→ **DATA SECTION**
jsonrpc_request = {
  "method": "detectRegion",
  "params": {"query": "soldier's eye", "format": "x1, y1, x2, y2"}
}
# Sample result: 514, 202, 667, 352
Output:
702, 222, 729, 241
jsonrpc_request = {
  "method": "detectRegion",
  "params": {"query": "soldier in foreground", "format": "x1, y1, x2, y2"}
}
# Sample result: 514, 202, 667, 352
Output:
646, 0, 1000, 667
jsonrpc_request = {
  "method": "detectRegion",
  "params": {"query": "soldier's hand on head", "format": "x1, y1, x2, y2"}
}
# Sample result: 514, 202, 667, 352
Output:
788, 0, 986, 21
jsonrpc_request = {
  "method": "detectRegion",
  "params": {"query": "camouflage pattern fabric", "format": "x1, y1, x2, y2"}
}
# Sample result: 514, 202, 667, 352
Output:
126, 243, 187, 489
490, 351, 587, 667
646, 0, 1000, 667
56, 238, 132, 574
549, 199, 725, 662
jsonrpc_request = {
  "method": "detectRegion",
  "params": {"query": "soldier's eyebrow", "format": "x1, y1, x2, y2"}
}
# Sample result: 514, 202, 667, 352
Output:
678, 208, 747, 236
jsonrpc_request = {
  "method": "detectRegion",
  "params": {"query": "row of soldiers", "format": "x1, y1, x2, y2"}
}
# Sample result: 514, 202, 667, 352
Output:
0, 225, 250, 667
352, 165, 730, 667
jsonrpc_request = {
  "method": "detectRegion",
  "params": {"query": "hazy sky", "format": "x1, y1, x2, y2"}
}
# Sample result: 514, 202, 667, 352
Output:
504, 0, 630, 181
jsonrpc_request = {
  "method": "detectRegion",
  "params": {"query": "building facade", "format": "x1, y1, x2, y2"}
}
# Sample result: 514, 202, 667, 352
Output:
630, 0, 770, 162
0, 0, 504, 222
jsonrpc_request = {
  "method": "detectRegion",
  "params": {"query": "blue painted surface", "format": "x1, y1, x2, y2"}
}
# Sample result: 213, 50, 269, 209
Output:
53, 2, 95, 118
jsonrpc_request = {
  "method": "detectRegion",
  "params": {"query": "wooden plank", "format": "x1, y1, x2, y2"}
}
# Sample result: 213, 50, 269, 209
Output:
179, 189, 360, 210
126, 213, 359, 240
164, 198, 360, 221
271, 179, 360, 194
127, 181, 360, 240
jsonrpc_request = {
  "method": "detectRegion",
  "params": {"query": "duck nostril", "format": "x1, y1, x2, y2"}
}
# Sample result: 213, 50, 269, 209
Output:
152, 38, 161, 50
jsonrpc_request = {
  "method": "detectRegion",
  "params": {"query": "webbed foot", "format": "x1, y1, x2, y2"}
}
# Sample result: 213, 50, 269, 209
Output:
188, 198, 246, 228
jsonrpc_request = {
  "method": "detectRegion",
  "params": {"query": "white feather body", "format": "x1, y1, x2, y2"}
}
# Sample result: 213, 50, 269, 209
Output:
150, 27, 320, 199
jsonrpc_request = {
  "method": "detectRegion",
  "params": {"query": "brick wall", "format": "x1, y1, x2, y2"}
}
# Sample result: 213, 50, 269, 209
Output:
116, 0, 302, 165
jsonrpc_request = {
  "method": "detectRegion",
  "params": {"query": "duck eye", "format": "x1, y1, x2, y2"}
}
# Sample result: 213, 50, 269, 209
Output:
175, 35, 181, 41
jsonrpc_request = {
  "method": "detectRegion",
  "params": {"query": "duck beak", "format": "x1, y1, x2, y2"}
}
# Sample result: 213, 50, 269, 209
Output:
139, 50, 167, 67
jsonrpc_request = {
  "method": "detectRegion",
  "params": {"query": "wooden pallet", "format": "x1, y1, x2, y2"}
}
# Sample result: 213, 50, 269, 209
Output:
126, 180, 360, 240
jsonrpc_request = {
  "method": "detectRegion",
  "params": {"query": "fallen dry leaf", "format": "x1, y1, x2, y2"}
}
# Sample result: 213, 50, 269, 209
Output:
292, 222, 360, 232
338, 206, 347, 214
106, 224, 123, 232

* * *

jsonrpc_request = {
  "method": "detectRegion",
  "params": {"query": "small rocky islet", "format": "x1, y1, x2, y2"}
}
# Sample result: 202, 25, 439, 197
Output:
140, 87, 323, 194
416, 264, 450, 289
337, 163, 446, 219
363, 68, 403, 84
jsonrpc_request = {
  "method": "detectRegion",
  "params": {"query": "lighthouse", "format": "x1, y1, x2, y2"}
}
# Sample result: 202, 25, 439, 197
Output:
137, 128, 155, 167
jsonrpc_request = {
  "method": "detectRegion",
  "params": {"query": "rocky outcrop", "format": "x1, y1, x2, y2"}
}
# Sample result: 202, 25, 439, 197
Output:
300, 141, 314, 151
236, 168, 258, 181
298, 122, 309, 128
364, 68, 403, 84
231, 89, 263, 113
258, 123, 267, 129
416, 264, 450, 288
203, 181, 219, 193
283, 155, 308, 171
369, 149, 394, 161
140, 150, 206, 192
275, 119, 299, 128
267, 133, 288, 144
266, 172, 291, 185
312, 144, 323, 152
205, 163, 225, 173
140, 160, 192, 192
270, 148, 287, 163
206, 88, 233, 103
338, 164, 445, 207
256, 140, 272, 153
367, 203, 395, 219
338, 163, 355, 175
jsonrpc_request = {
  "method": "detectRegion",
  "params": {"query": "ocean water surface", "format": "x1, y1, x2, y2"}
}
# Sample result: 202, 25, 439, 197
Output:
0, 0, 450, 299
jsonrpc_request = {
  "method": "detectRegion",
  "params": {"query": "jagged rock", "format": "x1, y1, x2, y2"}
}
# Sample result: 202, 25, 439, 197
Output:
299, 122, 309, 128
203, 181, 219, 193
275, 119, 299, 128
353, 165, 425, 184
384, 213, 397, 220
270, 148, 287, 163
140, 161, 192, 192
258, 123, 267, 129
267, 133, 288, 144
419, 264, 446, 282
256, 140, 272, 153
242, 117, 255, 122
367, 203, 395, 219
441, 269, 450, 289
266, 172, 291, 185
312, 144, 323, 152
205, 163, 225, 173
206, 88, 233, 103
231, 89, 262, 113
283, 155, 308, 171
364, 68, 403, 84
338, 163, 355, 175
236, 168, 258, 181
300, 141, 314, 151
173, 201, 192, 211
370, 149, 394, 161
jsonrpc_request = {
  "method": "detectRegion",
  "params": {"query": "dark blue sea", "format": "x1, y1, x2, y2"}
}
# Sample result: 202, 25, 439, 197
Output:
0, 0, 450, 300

→ **GOAL OF THE EXERCISE**
Copy out each line in the material above that contains the word "rocky".

→ **FULL OUTPUT**
  "params": {"query": "small rocky islet", "format": "x1, y1, x2, y2"}
  "params": {"query": "rocky outcrop", "format": "x1, y1, x2, y2"}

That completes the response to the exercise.